§ **Work required**
Retype all of the data without changing a single word.

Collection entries
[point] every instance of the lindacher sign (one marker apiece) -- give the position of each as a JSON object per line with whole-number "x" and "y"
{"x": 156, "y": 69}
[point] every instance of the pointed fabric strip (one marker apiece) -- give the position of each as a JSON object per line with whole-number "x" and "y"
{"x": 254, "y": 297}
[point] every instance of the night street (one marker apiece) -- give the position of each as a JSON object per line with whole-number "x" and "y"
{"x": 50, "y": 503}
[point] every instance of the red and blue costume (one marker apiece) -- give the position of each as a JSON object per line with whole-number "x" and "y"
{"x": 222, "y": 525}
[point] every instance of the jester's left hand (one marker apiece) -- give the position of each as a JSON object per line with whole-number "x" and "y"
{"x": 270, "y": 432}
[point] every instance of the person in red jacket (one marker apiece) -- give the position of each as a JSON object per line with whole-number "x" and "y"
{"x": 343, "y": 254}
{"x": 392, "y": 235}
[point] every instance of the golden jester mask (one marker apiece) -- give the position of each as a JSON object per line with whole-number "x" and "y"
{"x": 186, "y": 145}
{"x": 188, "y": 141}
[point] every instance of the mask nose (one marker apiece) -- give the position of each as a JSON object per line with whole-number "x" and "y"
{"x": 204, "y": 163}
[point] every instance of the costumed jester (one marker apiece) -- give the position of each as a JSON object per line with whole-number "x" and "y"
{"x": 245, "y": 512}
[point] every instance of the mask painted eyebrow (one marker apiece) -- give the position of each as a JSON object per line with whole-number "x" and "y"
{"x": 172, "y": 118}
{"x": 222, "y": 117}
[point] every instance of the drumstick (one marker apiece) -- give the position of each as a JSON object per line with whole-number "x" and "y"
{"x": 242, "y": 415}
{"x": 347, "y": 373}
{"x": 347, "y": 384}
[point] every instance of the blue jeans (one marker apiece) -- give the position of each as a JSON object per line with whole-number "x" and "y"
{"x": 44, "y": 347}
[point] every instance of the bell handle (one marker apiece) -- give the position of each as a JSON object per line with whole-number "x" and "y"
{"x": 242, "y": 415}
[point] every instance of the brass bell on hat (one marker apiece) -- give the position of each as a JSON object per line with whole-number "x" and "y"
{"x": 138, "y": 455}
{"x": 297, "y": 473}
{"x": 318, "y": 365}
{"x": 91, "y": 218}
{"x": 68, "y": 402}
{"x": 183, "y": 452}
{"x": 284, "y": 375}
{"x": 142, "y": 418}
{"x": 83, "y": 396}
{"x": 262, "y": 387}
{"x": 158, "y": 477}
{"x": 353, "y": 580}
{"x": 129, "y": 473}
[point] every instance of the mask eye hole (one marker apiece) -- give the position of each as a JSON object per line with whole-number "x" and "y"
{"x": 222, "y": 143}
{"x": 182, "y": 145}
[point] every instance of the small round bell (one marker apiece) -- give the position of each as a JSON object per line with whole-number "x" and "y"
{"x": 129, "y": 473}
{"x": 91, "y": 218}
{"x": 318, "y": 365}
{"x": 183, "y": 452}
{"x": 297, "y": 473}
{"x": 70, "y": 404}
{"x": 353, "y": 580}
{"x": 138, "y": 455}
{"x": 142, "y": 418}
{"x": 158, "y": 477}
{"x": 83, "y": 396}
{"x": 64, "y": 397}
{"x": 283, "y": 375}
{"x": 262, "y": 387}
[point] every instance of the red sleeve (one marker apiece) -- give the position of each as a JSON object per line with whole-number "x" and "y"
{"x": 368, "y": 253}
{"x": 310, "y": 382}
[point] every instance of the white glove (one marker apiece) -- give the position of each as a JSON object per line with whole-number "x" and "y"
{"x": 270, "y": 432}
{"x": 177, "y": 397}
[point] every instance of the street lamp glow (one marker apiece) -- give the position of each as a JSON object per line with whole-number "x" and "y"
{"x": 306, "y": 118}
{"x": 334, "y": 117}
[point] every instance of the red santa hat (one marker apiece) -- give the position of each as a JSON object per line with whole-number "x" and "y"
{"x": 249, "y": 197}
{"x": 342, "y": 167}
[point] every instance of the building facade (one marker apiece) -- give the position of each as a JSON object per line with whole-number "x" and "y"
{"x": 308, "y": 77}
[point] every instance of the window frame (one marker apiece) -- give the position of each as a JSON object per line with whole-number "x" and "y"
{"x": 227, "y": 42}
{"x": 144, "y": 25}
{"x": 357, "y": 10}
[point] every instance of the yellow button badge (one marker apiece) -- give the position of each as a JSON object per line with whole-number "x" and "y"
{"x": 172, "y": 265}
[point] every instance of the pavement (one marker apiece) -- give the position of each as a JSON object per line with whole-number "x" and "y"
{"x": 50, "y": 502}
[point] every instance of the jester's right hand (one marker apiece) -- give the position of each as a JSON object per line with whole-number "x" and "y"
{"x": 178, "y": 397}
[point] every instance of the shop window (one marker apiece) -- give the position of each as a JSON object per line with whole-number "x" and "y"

§ **Solution below**
[point] every instance of the lindacher sign (one marker apiece) -- give the position of each as a JSON object per line with whole-number "x" and "y"
{"x": 156, "y": 69}
[point] every instance of the pointed fabric strip (one marker apiece) -- give the position of each as a JSON object per line with whole-number "x" and "y"
{"x": 254, "y": 297}
[point] every instance of the night street (one marker apiece) -- give the position of each as a JSON object per line with whole-number "x" and "y"
{"x": 50, "y": 503}
[point] every instance of the red and blue costume (one marker apiece) -- give the position of each as a JSON object per line with whole-number "x" and "y"
{"x": 222, "y": 525}
[point] every instance of the jester's left hand (one marker apiece) -- give the position of each as a JSON object per line with whole-number "x" and "y"
{"x": 270, "y": 432}
[point] every instance of the person in red jacket (one marker apiece) -- give the position of each as a JSON object per line with whole-number "x" and "y"
{"x": 343, "y": 254}
{"x": 392, "y": 235}
[point] every instance of the golden jester mask (one marker apiece) -- give the position of each as a JSON object per line with whole-number "x" and "y"
{"x": 186, "y": 145}
{"x": 188, "y": 141}
[point] every instance of the mask nose (one marker apiece) -- give the position of each as a JSON object per line with whole-number "x" and "y"
{"x": 204, "y": 163}
[point] every instance of the costumed jester (one marker apiece) -- give the position of each as a JSON object per line with whole-number "x" and "y"
{"x": 245, "y": 512}
[point] every instance of the mask painted eyebrow (one marker apiece) -- give the position of each as a JSON object per line with whole-number "x" and "y"
{"x": 172, "y": 118}
{"x": 222, "y": 117}
[point] every instance of the drumstick (one marker apiece) -- give the position of each as a JSON object per line with whole-number "x" and "y"
{"x": 242, "y": 415}
{"x": 347, "y": 373}
{"x": 347, "y": 384}
[point] every instance of the blue jeans (one marker apiece) -- give the position of each as a JSON object per line with whole-number "x" and "y"
{"x": 44, "y": 347}
[point] every instance of the bell handle (one marker apiece) -- give the position of each as a JSON object per line with whole-number "x" and "y"
{"x": 242, "y": 415}
[point] every instance of the brass bell on hat (one marker apiece) -- give the position of each as a JSON object per line with whole-number "x" and "y"
{"x": 138, "y": 455}
{"x": 297, "y": 473}
{"x": 318, "y": 365}
{"x": 91, "y": 218}
{"x": 68, "y": 402}
{"x": 183, "y": 452}
{"x": 284, "y": 375}
{"x": 142, "y": 418}
{"x": 83, "y": 396}
{"x": 262, "y": 387}
{"x": 158, "y": 477}
{"x": 353, "y": 580}
{"x": 129, "y": 473}
[point] every instance of the mask eye hole (one marker apiece) -- give the position of each as a JSON object per line with whole-number "x" and "y"
{"x": 222, "y": 143}
{"x": 182, "y": 145}
[point] every instance of the small round bell (one marker apiece) -- give the position of each as a JSON object per line with whole-number "x" and "y"
{"x": 129, "y": 473}
{"x": 91, "y": 218}
{"x": 318, "y": 365}
{"x": 183, "y": 452}
{"x": 297, "y": 473}
{"x": 70, "y": 404}
{"x": 353, "y": 580}
{"x": 138, "y": 455}
{"x": 142, "y": 418}
{"x": 158, "y": 477}
{"x": 83, "y": 396}
{"x": 64, "y": 397}
{"x": 283, "y": 375}
{"x": 262, "y": 387}
[point] every instance of the red sleeve (one marker apiece) -- give the position of each as a JSON object per line with whole-number "x" and "y"
{"x": 368, "y": 253}
{"x": 310, "y": 382}
[point] every instance of the white glove (one marker apiece) -- give the position of each as a JSON object per line with whole-number "x" and "y"
{"x": 270, "y": 432}
{"x": 177, "y": 397}
[point] every instance of the street lamp glow (one marker apiece) -- give the position of each as a JSON object per line with whole-number "x" and "y"
{"x": 306, "y": 118}
{"x": 334, "y": 117}
[point] every instance of the red santa hat (one marker apiece) -- give the position of each as a JSON object per line with whole-number "x" and "y"
{"x": 249, "y": 197}
{"x": 342, "y": 167}
[point] every instance of the building facade (one marker apiece) -- give the position of each as a JSON object per line with whole-number "x" and "y"
{"x": 308, "y": 77}
[point] every instance of the window frame (one marker apiece) -- give the position of each as a JSON object per line with whole-number "x" and "y"
{"x": 227, "y": 42}
{"x": 144, "y": 25}
{"x": 357, "y": 10}
[point] every instance of the yellow button badge (one marker apiece) -- give the position of each as a JSON object per line with whole-number "x" and "y"
{"x": 172, "y": 265}
[point] every instance of the pavement (one marker apiece) -- give the position of each as a JSON object per line with whole-number "x" and "y"
{"x": 50, "y": 502}
[point] every instance of the jester's right hand (one marker apiece) -- give the position of each as a JSON object per line with whole-number "x" and "y"
{"x": 178, "y": 397}
[point] every instance of the shop window (one marker apiece) -- give the position of each as a JSON object per line with whole-number "x" and "y"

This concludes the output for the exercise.